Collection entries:
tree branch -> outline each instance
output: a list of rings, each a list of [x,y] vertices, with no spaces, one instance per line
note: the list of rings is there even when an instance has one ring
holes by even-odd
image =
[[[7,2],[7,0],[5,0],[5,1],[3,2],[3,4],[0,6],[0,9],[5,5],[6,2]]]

__Directions__. Repeat each record word for word.

__Completed exercise__.
tree branch -> outline each instance
output: a list of rings, each a list of [x,y] vertices, with no spaces, one instance per line
note: the list of rings is there even when an instance has one ring
holes by even-odd
image =
[[[7,2],[7,0],[5,0],[5,1],[3,2],[3,4],[0,6],[0,9],[5,5],[6,2]]]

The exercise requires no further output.